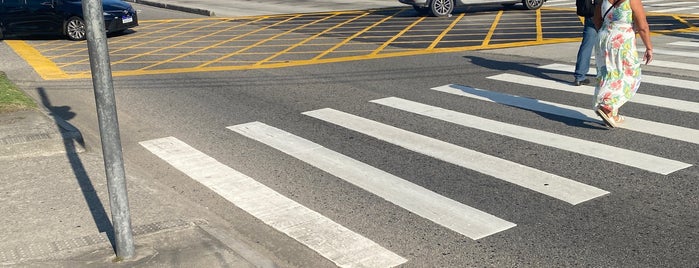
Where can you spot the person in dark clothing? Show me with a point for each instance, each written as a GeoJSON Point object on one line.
{"type": "Point", "coordinates": [585, 9]}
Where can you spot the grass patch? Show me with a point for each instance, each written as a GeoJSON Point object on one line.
{"type": "Point", "coordinates": [11, 98]}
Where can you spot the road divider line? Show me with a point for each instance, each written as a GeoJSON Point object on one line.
{"type": "Point", "coordinates": [331, 240]}
{"type": "Point", "coordinates": [630, 123]}
{"type": "Point", "coordinates": [545, 183]}
{"type": "Point", "coordinates": [602, 151]}
{"type": "Point", "coordinates": [458, 217]}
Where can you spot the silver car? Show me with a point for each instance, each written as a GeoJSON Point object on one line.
{"type": "Point", "coordinates": [443, 8]}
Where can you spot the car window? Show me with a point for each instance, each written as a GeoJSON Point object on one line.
{"type": "Point", "coordinates": [12, 3]}
{"type": "Point", "coordinates": [34, 4]}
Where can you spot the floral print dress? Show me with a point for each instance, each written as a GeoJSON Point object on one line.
{"type": "Point", "coordinates": [618, 65]}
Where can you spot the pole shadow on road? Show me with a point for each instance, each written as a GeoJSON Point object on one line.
{"type": "Point", "coordinates": [99, 214]}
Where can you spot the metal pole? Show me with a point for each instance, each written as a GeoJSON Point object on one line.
{"type": "Point", "coordinates": [109, 127]}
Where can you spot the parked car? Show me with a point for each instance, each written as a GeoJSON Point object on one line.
{"type": "Point", "coordinates": [62, 17]}
{"type": "Point", "coordinates": [442, 8]}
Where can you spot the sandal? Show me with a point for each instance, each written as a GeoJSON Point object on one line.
{"type": "Point", "coordinates": [610, 122]}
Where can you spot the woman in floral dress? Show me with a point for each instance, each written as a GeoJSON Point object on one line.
{"type": "Point", "coordinates": [618, 64]}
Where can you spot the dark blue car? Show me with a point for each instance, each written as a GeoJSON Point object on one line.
{"type": "Point", "coordinates": [62, 17]}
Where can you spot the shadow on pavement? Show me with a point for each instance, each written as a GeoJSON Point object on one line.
{"type": "Point", "coordinates": [99, 214]}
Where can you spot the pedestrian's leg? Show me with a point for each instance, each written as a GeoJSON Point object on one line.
{"type": "Point", "coordinates": [582, 65]}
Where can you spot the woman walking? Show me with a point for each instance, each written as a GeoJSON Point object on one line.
{"type": "Point", "coordinates": [618, 64]}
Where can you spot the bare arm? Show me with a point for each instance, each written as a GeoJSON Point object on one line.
{"type": "Point", "coordinates": [639, 19]}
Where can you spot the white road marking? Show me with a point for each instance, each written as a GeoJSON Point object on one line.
{"type": "Point", "coordinates": [685, 44]}
{"type": "Point", "coordinates": [549, 184]}
{"type": "Point", "coordinates": [458, 217]}
{"type": "Point", "coordinates": [614, 154]}
{"type": "Point", "coordinates": [635, 124]}
{"type": "Point", "coordinates": [668, 103]}
{"type": "Point", "coordinates": [331, 240]}
{"type": "Point", "coordinates": [645, 78]}
{"type": "Point", "coordinates": [675, 65]}
{"type": "Point", "coordinates": [685, 54]}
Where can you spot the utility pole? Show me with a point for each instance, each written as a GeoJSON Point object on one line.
{"type": "Point", "coordinates": [109, 127]}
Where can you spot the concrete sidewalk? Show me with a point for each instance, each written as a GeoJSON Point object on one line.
{"type": "Point", "coordinates": [55, 205]}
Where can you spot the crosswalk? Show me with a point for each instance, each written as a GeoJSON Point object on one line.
{"type": "Point", "coordinates": [347, 248]}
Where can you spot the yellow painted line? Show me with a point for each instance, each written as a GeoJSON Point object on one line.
{"type": "Point", "coordinates": [128, 47]}
{"type": "Point", "coordinates": [539, 31]}
{"type": "Point", "coordinates": [493, 26]}
{"type": "Point", "coordinates": [219, 43]}
{"type": "Point", "coordinates": [170, 36]}
{"type": "Point", "coordinates": [347, 40]}
{"type": "Point", "coordinates": [310, 38]}
{"type": "Point", "coordinates": [398, 35]}
{"type": "Point", "coordinates": [142, 72]}
{"type": "Point", "coordinates": [685, 22]}
{"type": "Point", "coordinates": [264, 41]}
{"type": "Point", "coordinates": [46, 68]}
{"type": "Point", "coordinates": [444, 33]}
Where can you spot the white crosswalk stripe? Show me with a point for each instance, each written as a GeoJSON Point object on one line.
{"type": "Point", "coordinates": [606, 152]}
{"type": "Point", "coordinates": [675, 65]}
{"type": "Point", "coordinates": [463, 219]}
{"type": "Point", "coordinates": [685, 44]}
{"type": "Point", "coordinates": [686, 54]}
{"type": "Point", "coordinates": [331, 240]}
{"type": "Point", "coordinates": [646, 78]}
{"type": "Point", "coordinates": [585, 114]}
{"type": "Point", "coordinates": [668, 103]}
{"type": "Point", "coordinates": [546, 183]}
{"type": "Point", "coordinates": [349, 249]}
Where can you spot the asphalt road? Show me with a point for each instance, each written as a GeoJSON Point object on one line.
......
Images do not belong in the copy; reproduce all other parts of the records above verbatim.

◆ RESPONSE TO THE EXERCISE ◆
Where can you spot the person in dark clothing? Show me with a point for each instance, each written as a GeoJSON Point object on one line.
{"type": "Point", "coordinates": [585, 9]}
Where can you spot the grass patch? Show me with a point for each instance, each written as a GeoJSON Point object on one line.
{"type": "Point", "coordinates": [11, 98]}
Where can you spot the road divider line? Show me with a point for each instance, each written as a GeoJSON Point object on one line.
{"type": "Point", "coordinates": [331, 240]}
{"type": "Point", "coordinates": [630, 123]}
{"type": "Point", "coordinates": [545, 183]}
{"type": "Point", "coordinates": [602, 151]}
{"type": "Point", "coordinates": [458, 217]}
Where can you spot the silver car? Show me with a point for each instance, each written as a GeoJSON Point object on one line.
{"type": "Point", "coordinates": [443, 8]}
Where can you spot the car window? Show me with a point for each instance, each written as a GeoJSON Point object on one line.
{"type": "Point", "coordinates": [12, 3]}
{"type": "Point", "coordinates": [34, 4]}
Where can you spot the floral print dress? Show me with a point for each instance, each written as a GeoJSON Point object on one line.
{"type": "Point", "coordinates": [618, 65]}
Where can you spot the pole shadow on road? Show me with a point for each instance, each written as a GeoJSON Point object on one line.
{"type": "Point", "coordinates": [99, 214]}
Where can you spot the metal pole? Show me with a point for each instance, each written as a GeoJSON Point object on one line.
{"type": "Point", "coordinates": [109, 127]}
Where can you spot the parked car? Show me with a point for each instance, each written as a GeoJSON Point object on one line.
{"type": "Point", "coordinates": [62, 17]}
{"type": "Point", "coordinates": [442, 8]}
Where can you spot the sandal? Show me with a point for each instance, each written as a GeoJSON Point object on one line.
{"type": "Point", "coordinates": [610, 122]}
Where can you spot the woman in floral dress? Show me with a point for each instance, each written as a GeoJSON Point object on one line.
{"type": "Point", "coordinates": [618, 64]}
Where can you spot the dark blue car? Show me with a point for each instance, each written as a GeoJSON Point object on one line.
{"type": "Point", "coordinates": [62, 17]}
Where can you spot the shadow on pavement? Show me with a point for each instance, each written as a GeoJSON Point object on one line.
{"type": "Point", "coordinates": [99, 214]}
Where can you spot the pedestrian's leg? Show me with a point for each instance, each written as a GeoJSON Point object on one line.
{"type": "Point", "coordinates": [582, 65]}
Where can you spot the woman walking? Show me with a point for each instance, each written as a GeoJSON Point object on one line.
{"type": "Point", "coordinates": [618, 64]}
Where can you spot the bare arm? Show me with a point for each instance, each written as a GeoJSON Point object on one line.
{"type": "Point", "coordinates": [639, 19]}
Where can you spot the white road marking? Show me with a point for each instance, each written as a GeoJSON Point object on one line.
{"type": "Point", "coordinates": [685, 44]}
{"type": "Point", "coordinates": [549, 184]}
{"type": "Point", "coordinates": [458, 217]}
{"type": "Point", "coordinates": [614, 154]}
{"type": "Point", "coordinates": [635, 124]}
{"type": "Point", "coordinates": [668, 103]}
{"type": "Point", "coordinates": [331, 240]}
{"type": "Point", "coordinates": [645, 78]}
{"type": "Point", "coordinates": [675, 65]}
{"type": "Point", "coordinates": [685, 54]}
Where can you spot the utility pole? Show me with a point for each instance, each written as a GeoJSON Point object on one line.
{"type": "Point", "coordinates": [109, 127]}
Where can you spot the concrete sidewalk? Show me with a point for each instance, each written as a GeoJSON Point object on one line.
{"type": "Point", "coordinates": [55, 205]}
Where can you spot the crosswalk? Show me with a point for each instance, each written as a GeoJSON Point object on one line.
{"type": "Point", "coordinates": [347, 248]}
Where can you spot the yellow painted line? Show me with a point for each instance, each written as a GeoJSON Point object on one line.
{"type": "Point", "coordinates": [128, 47]}
{"type": "Point", "coordinates": [539, 31]}
{"type": "Point", "coordinates": [493, 26]}
{"type": "Point", "coordinates": [219, 43]}
{"type": "Point", "coordinates": [170, 36]}
{"type": "Point", "coordinates": [347, 40]}
{"type": "Point", "coordinates": [310, 38]}
{"type": "Point", "coordinates": [398, 35]}
{"type": "Point", "coordinates": [142, 72]}
{"type": "Point", "coordinates": [685, 22]}
{"type": "Point", "coordinates": [264, 41]}
{"type": "Point", "coordinates": [46, 68]}
{"type": "Point", "coordinates": [444, 33]}
Where can you spot the white crosswalk stripe? Show me with a point for each instance, each written as a GeoJSON Point object on one line.
{"type": "Point", "coordinates": [606, 152]}
{"type": "Point", "coordinates": [675, 65]}
{"type": "Point", "coordinates": [463, 219]}
{"type": "Point", "coordinates": [685, 44]}
{"type": "Point", "coordinates": [686, 54]}
{"type": "Point", "coordinates": [331, 240]}
{"type": "Point", "coordinates": [646, 78]}
{"type": "Point", "coordinates": [585, 114]}
{"type": "Point", "coordinates": [668, 103]}
{"type": "Point", "coordinates": [546, 183]}
{"type": "Point", "coordinates": [349, 249]}
Where can you spot the asphalt road? Show me with a point for each instance, each written as a GeoJSON Point object on one line.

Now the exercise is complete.